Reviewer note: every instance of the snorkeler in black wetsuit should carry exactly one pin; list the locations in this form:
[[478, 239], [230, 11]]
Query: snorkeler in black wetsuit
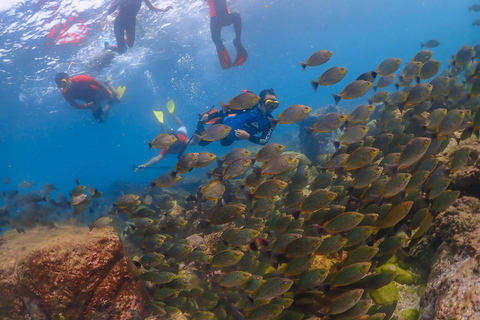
[[220, 16], [126, 20]]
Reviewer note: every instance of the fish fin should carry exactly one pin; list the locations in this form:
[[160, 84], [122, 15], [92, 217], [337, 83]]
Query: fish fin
[[337, 98], [121, 91], [159, 116], [170, 106], [304, 65], [314, 85], [309, 131], [224, 58], [392, 168], [241, 57], [336, 144]]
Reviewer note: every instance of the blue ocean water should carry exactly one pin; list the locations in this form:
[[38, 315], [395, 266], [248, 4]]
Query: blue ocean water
[[43, 139]]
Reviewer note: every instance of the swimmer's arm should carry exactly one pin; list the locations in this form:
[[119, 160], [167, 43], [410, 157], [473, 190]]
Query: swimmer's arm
[[157, 9], [113, 7]]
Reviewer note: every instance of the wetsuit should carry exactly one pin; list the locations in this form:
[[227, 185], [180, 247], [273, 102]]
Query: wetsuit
[[251, 120], [87, 89], [220, 16], [125, 21]]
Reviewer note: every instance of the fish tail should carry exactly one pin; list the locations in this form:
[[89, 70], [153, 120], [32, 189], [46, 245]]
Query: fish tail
[[314, 85], [392, 168], [304, 65], [337, 98]]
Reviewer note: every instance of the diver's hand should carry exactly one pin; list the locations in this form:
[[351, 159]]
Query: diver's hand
[[242, 134], [140, 168], [204, 117]]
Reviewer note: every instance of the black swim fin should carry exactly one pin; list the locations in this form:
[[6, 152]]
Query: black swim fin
[[241, 57], [224, 57]]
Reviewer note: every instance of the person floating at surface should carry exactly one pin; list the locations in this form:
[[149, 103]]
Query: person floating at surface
[[85, 88], [180, 133], [126, 20], [245, 124], [220, 16]]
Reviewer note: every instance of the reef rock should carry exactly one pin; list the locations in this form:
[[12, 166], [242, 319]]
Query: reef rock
[[316, 144], [67, 273], [466, 179], [453, 287]]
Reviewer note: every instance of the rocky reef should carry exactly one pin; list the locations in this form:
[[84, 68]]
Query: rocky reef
[[67, 273]]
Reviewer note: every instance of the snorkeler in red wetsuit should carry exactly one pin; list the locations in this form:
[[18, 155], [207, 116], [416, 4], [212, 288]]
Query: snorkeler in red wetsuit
[[91, 91], [126, 20], [220, 16]]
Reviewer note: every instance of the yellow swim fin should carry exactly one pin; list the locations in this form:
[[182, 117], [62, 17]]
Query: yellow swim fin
[[121, 91], [170, 106], [159, 115]]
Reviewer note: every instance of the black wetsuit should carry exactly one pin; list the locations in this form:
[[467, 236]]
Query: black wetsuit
[[125, 21], [220, 16], [251, 120]]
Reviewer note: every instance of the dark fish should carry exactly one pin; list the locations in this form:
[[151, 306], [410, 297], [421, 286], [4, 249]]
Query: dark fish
[[423, 56], [368, 76], [244, 100], [388, 66], [353, 90], [430, 44], [329, 77]]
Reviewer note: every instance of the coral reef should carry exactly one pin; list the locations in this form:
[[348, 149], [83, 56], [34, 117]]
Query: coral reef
[[67, 273]]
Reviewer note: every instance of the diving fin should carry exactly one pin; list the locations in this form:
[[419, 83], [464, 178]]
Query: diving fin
[[224, 57], [241, 57], [170, 106], [159, 115], [121, 91]]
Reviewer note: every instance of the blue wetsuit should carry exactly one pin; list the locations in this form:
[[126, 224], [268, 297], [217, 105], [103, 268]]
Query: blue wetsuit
[[252, 121]]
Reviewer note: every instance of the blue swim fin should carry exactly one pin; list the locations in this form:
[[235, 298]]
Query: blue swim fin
[[241, 57], [224, 57]]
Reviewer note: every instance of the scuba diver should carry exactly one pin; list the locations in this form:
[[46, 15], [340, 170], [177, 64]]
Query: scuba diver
[[180, 133], [91, 91], [245, 124], [126, 20], [220, 16]]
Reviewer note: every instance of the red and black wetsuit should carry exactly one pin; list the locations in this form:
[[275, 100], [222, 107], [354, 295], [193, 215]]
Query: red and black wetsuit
[[87, 89], [220, 16], [177, 147]]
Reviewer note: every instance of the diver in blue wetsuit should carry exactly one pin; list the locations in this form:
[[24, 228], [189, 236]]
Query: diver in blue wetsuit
[[245, 124], [220, 16]]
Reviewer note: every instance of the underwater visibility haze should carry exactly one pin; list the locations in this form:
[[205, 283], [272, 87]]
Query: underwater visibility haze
--------------------
Activity → I need every line from the material that contains the word "visibility".

Solution to this exercise →
Reviewer note: every instance of the underwater visibility haze should carry exactly one pin; list the locations in this form:
Query: underwater visibility haze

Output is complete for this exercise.